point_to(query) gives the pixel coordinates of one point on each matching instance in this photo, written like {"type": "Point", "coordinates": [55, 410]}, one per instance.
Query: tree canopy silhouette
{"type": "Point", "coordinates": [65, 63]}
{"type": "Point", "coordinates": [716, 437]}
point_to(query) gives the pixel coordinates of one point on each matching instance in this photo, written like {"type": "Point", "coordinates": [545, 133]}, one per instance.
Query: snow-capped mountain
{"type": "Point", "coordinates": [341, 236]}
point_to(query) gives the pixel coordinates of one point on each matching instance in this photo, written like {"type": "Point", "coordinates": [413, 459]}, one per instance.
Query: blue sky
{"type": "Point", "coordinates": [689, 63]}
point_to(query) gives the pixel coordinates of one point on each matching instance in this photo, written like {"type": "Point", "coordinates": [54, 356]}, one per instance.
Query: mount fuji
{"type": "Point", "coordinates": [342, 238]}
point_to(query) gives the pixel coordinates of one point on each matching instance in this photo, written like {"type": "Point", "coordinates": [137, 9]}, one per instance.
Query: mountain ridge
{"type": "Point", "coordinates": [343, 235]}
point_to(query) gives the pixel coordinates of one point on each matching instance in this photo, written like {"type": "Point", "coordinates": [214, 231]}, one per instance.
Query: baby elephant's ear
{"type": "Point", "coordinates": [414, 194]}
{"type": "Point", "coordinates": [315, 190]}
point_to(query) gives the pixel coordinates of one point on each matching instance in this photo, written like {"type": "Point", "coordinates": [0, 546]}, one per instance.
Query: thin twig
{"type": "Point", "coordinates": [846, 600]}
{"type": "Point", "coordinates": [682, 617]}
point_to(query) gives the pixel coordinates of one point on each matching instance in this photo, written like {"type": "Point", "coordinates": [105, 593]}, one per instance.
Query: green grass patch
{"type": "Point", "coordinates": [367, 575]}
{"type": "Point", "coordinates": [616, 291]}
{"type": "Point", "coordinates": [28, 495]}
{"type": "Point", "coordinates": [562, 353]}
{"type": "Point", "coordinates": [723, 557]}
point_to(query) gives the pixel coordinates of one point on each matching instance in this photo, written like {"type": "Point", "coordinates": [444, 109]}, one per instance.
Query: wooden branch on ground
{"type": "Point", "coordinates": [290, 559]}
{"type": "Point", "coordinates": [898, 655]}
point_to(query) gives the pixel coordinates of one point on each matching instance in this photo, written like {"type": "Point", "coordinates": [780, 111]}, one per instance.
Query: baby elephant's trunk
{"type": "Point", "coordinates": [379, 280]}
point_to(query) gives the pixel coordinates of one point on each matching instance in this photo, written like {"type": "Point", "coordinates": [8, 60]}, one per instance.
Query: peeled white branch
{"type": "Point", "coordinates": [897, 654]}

Problem to work on:
Pull out every line of the items above that contains the string "branch", and copy each one in full.

Written answer:
Query: wooden branch on ground
Query: peeled white branch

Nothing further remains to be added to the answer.